- **Text section**:
[start]
Using this approach, each component still has its individual identity but they are interoperable with each other.

2.3 LOD2 Stack Repository

In order to guarantee stability of the available component stack, a multi stage environment has been setup. There exist 3 stages currently:
  • The developers’ area: here the developers put their packages.
  • The testing stage: this is a collection of LOD2 packages that are subject to integration tests. The goal is to detect with automatic testing problems in the installation of the packages.
  • The stable stage: this is a collection of LOD2 packages that pass the tests.
The LOD2 stack managers are responsible for moving packages from the developers’ area into the testing stage and then to the stable stage.
Orthogonally we have created 2 repositories that are OS-release dependent. These contain components that are dependent on the OS. The typical example is Virtuoso for which Ubuntu 12.04 64 bit builds are provided. Build and installation instructions are present to support more recent and other Linux distributions.
[end]
- **Written task 1**:
Find every line in the records that contains the word "tank" and copy each one. Case counts.
The text and the records come from unrelated sources.

Dataset rows showing where objects appear:
[start]
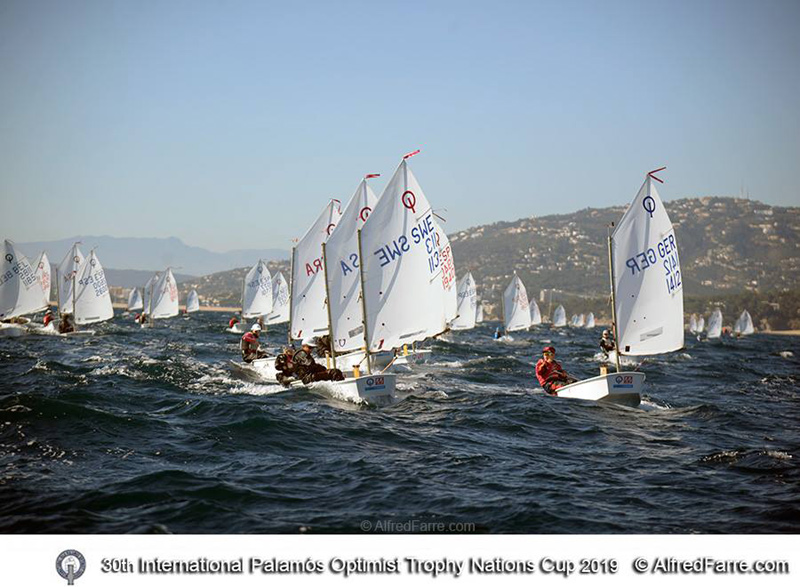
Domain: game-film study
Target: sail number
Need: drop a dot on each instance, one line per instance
(667, 252)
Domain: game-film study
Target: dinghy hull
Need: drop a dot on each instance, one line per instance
(620, 388)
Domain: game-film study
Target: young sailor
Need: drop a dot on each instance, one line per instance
(308, 370)
(549, 372)
(606, 342)
(250, 346)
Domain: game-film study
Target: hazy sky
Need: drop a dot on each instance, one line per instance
(230, 124)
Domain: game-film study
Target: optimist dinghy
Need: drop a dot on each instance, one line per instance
(647, 304)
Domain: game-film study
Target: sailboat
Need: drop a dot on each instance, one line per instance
(516, 313)
(162, 301)
(20, 291)
(91, 301)
(405, 268)
(280, 301)
(467, 304)
(715, 324)
(536, 314)
(192, 302)
(744, 325)
(647, 295)
(308, 314)
(693, 324)
(560, 317)
(135, 302)
(256, 296)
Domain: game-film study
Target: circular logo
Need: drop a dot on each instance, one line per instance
(70, 564)
(649, 205)
(409, 200)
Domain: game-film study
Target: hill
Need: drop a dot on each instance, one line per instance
(153, 254)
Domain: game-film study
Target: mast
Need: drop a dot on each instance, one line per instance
(58, 293)
(363, 301)
(613, 295)
(328, 303)
(291, 293)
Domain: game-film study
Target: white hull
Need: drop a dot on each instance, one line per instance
(372, 389)
(624, 387)
(12, 330)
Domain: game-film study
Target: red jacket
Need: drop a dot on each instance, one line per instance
(545, 370)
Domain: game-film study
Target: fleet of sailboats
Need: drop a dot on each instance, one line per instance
(379, 276)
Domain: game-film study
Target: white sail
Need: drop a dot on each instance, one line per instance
(536, 313)
(715, 324)
(744, 325)
(192, 302)
(42, 269)
(148, 289)
(20, 292)
(467, 304)
(66, 273)
(92, 299)
(165, 297)
(401, 266)
(344, 283)
(647, 273)
(257, 291)
(449, 291)
(309, 314)
(280, 301)
(560, 317)
(135, 300)
(516, 314)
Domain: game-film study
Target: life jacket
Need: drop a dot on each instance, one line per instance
(249, 344)
(545, 370)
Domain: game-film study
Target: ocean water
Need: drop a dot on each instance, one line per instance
(151, 431)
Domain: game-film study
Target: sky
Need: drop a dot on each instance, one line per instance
(230, 124)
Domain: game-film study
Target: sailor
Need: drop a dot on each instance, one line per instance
(66, 324)
(607, 342)
(250, 345)
(549, 372)
(285, 366)
(308, 370)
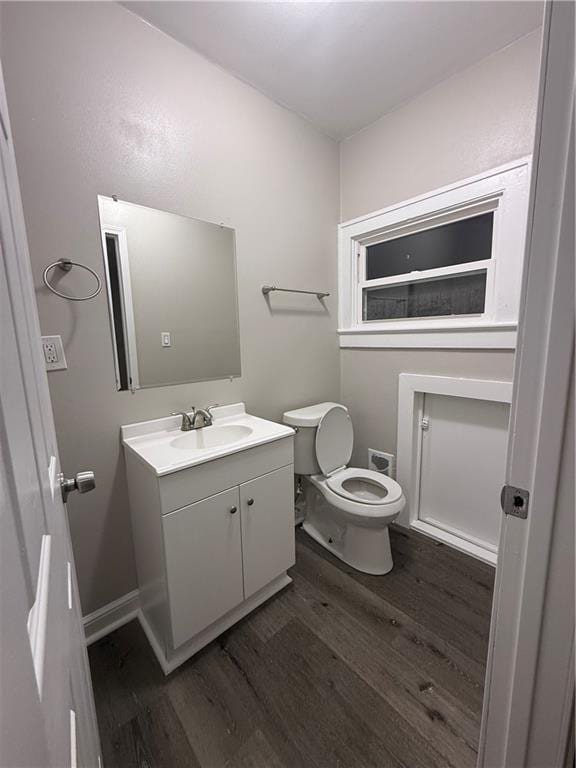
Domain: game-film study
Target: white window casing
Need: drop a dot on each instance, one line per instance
(503, 191)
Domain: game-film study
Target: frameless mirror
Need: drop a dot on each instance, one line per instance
(172, 296)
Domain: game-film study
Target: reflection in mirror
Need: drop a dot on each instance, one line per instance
(172, 296)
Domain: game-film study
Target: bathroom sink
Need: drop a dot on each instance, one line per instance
(164, 448)
(211, 437)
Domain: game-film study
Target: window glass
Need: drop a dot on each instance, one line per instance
(458, 295)
(457, 243)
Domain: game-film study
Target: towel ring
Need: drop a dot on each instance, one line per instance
(66, 265)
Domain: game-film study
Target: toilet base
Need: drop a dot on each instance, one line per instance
(367, 549)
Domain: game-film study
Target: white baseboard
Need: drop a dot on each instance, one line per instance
(111, 616)
(456, 542)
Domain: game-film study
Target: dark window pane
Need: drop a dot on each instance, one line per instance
(460, 295)
(456, 243)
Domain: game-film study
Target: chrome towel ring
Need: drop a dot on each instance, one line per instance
(66, 265)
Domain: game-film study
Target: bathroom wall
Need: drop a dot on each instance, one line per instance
(102, 103)
(480, 118)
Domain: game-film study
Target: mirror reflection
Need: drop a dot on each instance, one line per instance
(172, 296)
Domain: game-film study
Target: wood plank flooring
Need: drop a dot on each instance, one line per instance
(340, 670)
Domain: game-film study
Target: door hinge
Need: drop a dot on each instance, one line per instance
(514, 501)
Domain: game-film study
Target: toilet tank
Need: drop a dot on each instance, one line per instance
(305, 421)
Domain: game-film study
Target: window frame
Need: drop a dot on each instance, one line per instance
(503, 191)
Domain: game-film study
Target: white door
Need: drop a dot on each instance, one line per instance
(267, 528)
(529, 696)
(47, 715)
(203, 563)
(462, 467)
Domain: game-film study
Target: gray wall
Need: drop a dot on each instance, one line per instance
(474, 121)
(102, 103)
(480, 118)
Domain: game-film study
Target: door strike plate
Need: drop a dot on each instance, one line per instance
(515, 501)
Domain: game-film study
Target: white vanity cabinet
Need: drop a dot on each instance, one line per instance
(213, 540)
(226, 548)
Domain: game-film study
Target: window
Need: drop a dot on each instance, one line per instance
(450, 262)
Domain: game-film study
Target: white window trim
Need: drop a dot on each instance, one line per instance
(504, 190)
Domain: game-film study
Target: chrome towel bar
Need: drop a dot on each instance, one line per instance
(266, 289)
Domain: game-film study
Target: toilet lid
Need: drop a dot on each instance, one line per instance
(334, 440)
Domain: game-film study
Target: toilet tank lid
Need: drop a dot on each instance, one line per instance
(309, 416)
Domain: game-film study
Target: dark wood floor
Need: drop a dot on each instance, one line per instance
(341, 669)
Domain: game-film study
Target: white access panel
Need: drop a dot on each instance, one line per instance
(462, 467)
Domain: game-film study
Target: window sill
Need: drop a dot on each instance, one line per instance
(501, 336)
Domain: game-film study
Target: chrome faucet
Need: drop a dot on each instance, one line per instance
(207, 417)
(189, 422)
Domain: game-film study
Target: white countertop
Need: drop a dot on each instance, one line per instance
(152, 442)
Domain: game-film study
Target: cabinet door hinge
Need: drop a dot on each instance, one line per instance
(514, 501)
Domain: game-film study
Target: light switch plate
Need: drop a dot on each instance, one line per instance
(54, 357)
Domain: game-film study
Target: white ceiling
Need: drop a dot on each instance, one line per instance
(343, 65)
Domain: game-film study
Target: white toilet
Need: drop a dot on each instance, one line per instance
(348, 510)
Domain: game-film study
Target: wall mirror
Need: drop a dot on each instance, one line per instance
(172, 296)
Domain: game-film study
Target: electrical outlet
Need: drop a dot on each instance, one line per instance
(385, 463)
(53, 350)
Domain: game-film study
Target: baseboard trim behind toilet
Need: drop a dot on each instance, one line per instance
(111, 616)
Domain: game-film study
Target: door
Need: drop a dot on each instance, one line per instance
(47, 715)
(529, 694)
(203, 563)
(267, 528)
(463, 457)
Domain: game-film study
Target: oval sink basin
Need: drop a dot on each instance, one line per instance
(211, 437)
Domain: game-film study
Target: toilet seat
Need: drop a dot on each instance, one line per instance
(379, 489)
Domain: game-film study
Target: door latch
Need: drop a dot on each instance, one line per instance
(515, 501)
(81, 482)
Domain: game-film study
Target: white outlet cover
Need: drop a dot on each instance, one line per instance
(53, 350)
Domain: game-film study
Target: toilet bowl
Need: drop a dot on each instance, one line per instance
(348, 509)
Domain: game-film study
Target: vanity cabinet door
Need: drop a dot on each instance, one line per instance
(267, 505)
(203, 563)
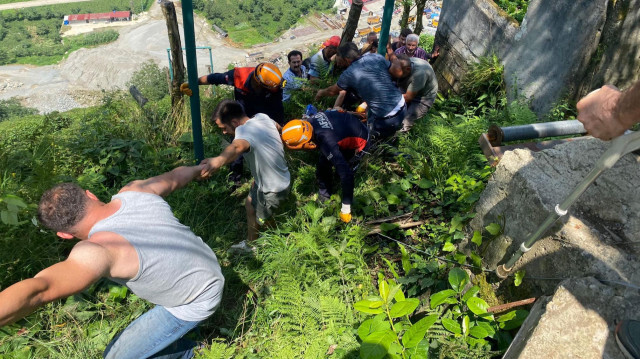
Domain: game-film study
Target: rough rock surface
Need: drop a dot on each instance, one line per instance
(598, 237)
(552, 49)
(578, 321)
(562, 49)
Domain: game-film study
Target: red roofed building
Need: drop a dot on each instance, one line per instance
(101, 17)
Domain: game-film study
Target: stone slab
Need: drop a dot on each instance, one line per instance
(578, 321)
(599, 236)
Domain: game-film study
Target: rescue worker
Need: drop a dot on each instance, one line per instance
(369, 76)
(342, 139)
(258, 90)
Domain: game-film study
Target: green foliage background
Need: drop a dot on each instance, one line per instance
(516, 8)
(296, 297)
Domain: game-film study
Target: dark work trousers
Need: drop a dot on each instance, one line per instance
(386, 127)
(324, 172)
(236, 166)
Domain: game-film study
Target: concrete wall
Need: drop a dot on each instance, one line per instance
(563, 48)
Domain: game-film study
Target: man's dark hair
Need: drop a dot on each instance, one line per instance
(228, 110)
(348, 50)
(404, 60)
(294, 53)
(62, 207)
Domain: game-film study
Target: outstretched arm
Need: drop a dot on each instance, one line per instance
(228, 155)
(607, 112)
(87, 263)
(166, 183)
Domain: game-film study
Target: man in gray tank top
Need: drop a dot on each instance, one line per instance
(134, 240)
(258, 139)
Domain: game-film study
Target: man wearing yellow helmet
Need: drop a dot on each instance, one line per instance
(342, 139)
(258, 90)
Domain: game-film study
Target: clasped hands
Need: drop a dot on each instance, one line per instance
(210, 166)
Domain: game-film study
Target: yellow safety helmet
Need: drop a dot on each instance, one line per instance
(268, 75)
(296, 133)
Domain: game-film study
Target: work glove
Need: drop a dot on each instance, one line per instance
(184, 88)
(345, 213)
(303, 146)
[end]
- **Written task 2**:
In the text on the LOD2 stack repository, who moves packages from the developers' area into the testing stage?

- **Complete response 1**:
Target: toilet tank
Target: toilet tank lid
Target: man in gray tank top

- **Complete response 2**:
The LOD2 stack managers.